##### 提示文
2 右1の各事実を総合して検討するに、また、本件各係争年度においては組織的な会計帳簿の記帳がなされていたにもかかわらず、確定申告所得額と修正申告所得額との間に単なる申告もれないしは計算違いとは認められない非常に多額の開差が存するのであつてこのことは、特段の合理的な事情(本件においてこれが認められないことは後記3のとおり)が認められない限り、既にそれ自体により原告が脱税目的をもつて所得金額等の計算の基礎となるべき事実を隠ぺい・仮装したことを推測させるものであるが、



 これに、個々の具体的事実、すなわち原告が飲食業や金融業における収入を過少に見せかけるために取引の相手方に働きかけて前認定の種々の工作を施していたこと、「光トルコ」の収入を隠ぺいし、また銀行口座を分散し架空名義の領金口座を設けて所得の隠ぺいをはかつたこと、更には、被告の調査に対して虚偽の答弁をしまた資料の提出を拒んだりする等の非協力的な態度をとつたことを合わせて考えると、本件各係争年度の確定申告はいずれも原告が所得税を逋脱する意思で故意に計算の基礎となるべき事実を隠ぺい・仮装したところに基づきなされたものであることを肯認できるというべきである。
##########
提示文によると、原告はどの店の収入を隠ぺいしたとされていますか。 行を参照しなくても解答できます。
##### 提供データ
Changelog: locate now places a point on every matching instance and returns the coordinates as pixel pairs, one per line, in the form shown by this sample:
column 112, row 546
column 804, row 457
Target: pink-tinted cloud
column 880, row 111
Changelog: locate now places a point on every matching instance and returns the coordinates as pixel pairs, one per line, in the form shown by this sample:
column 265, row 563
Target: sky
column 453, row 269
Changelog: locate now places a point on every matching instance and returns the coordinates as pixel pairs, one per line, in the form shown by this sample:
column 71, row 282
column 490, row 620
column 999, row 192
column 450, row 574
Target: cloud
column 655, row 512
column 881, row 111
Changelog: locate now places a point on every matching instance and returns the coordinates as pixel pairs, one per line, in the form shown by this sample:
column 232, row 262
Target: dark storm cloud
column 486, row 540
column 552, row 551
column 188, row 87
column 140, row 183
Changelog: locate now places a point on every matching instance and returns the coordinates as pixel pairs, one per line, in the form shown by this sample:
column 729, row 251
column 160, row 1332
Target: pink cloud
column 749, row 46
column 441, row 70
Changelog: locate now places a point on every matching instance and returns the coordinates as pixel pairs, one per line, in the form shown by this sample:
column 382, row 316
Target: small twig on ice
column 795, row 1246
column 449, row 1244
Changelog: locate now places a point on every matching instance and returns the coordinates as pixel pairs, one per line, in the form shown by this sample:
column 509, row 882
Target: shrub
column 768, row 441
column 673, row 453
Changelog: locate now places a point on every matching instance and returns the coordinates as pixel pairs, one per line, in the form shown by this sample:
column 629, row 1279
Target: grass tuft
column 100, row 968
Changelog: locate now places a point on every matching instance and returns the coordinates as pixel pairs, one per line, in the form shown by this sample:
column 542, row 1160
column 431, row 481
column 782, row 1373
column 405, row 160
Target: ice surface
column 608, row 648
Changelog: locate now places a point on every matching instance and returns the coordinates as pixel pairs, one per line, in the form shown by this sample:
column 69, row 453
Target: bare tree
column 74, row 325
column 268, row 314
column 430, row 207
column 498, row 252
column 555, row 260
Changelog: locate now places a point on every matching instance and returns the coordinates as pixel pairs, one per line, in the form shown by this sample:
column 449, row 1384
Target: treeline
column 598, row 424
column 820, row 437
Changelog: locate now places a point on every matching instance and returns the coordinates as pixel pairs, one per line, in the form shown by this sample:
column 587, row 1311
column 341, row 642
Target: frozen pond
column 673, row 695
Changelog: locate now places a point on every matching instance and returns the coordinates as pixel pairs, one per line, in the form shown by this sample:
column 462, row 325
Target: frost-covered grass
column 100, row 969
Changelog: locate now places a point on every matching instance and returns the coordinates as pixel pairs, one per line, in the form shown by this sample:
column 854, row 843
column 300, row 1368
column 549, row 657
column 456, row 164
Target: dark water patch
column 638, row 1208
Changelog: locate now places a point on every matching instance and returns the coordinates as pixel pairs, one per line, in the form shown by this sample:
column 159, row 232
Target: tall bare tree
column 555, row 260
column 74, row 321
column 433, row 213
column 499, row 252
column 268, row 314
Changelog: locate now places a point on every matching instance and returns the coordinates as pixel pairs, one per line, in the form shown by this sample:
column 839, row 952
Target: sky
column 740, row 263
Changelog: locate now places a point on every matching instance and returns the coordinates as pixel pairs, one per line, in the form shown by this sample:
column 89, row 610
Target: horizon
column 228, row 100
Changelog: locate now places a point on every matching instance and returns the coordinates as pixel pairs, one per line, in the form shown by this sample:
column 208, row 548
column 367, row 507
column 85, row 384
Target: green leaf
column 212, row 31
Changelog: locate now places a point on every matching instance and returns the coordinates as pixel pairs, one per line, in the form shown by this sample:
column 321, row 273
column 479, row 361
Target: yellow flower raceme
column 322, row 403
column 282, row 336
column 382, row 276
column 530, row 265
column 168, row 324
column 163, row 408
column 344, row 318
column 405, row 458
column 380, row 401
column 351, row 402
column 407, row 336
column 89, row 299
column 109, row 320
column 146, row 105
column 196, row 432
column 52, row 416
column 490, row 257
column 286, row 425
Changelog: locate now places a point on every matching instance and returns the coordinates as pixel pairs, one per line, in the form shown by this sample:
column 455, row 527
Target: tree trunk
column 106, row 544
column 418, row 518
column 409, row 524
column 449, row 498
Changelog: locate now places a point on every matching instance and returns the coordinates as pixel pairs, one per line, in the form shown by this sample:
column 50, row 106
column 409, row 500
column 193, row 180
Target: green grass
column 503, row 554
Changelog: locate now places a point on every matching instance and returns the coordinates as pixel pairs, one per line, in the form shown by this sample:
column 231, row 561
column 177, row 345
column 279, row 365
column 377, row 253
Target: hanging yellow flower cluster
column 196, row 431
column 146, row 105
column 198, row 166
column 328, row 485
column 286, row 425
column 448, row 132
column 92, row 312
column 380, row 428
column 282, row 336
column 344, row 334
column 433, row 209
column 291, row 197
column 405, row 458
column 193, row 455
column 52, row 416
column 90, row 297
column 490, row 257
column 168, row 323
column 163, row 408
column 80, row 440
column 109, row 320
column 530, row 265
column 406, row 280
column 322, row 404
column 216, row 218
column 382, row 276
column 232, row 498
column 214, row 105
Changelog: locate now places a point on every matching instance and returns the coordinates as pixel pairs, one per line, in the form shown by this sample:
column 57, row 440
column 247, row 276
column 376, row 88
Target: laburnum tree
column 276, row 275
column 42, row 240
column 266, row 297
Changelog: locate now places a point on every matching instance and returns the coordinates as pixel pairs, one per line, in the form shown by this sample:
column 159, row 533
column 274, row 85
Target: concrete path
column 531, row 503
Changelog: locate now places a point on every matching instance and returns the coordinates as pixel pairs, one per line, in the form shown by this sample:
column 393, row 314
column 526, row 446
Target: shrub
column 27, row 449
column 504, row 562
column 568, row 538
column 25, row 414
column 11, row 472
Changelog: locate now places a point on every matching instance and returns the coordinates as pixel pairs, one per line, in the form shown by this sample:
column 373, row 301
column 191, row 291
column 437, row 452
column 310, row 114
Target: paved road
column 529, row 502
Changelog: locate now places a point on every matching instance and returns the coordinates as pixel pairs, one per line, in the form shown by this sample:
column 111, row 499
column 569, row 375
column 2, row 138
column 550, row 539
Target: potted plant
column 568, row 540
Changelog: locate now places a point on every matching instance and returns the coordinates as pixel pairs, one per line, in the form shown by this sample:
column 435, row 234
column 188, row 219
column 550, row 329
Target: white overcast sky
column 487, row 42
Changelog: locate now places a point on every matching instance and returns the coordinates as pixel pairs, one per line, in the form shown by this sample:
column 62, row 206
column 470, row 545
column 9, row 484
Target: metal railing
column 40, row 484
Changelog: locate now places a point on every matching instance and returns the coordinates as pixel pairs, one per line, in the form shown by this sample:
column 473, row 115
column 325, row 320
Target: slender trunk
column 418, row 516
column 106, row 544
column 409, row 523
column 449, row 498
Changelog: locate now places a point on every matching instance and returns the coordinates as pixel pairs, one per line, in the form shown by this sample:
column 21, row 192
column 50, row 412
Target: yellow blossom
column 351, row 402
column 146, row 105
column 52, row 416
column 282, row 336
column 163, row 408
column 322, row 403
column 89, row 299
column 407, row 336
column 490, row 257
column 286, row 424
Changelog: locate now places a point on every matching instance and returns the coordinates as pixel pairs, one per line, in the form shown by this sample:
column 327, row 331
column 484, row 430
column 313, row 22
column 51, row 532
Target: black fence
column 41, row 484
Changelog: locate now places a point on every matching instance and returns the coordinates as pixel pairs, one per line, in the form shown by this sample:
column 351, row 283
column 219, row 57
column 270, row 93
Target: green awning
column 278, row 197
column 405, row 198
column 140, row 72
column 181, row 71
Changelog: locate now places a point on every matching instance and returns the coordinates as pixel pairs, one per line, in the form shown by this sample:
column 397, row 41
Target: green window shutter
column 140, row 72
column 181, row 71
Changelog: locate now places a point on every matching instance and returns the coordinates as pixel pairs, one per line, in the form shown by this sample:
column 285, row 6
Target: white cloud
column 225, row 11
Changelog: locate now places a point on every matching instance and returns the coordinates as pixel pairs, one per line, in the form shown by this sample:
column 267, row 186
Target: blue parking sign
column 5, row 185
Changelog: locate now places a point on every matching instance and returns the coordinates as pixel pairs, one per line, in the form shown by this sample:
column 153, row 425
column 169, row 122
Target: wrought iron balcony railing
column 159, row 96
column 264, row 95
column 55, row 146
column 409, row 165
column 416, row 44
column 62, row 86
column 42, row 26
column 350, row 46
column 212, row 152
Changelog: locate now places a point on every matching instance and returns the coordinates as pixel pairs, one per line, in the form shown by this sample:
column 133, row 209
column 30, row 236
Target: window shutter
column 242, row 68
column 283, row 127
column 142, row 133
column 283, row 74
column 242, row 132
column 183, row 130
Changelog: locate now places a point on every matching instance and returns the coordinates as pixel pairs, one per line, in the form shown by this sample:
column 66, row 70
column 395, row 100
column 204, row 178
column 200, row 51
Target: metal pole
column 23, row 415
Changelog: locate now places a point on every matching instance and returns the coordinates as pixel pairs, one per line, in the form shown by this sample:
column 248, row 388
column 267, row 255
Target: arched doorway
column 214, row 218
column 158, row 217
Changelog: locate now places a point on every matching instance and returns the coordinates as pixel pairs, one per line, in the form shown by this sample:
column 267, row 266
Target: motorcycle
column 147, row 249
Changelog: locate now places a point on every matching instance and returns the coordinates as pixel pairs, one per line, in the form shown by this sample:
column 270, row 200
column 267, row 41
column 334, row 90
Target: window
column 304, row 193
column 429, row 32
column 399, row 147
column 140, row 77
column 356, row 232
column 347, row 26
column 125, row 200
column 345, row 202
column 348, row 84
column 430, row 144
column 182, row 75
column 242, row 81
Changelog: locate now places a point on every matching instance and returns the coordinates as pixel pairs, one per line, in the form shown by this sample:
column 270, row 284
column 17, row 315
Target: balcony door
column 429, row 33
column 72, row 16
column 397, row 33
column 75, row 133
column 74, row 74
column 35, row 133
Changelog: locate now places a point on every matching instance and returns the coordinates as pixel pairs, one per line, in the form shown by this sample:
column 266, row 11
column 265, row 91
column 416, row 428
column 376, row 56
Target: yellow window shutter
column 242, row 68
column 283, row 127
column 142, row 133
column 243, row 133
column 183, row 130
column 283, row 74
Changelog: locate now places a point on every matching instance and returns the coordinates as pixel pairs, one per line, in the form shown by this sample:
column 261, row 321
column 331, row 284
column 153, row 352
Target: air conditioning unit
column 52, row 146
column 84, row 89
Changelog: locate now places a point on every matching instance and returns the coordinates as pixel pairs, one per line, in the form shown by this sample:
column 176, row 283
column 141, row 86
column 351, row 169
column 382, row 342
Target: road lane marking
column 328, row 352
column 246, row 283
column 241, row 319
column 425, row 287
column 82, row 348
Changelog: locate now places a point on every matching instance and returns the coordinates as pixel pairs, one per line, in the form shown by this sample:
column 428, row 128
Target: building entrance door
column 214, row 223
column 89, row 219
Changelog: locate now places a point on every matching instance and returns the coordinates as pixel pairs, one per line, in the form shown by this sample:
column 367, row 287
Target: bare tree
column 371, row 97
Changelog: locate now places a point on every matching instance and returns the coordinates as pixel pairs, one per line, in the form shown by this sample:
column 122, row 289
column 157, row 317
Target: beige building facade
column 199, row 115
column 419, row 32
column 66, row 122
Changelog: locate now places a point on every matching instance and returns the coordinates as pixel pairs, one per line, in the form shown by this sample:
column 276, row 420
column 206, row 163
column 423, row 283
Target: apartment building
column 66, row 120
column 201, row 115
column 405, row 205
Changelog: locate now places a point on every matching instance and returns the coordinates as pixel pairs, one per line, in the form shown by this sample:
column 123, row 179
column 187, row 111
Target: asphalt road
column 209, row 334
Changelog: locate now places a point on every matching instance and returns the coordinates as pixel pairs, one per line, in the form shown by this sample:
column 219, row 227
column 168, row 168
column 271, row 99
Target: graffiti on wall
##########
[解答]:
「光トルコ」の収入です。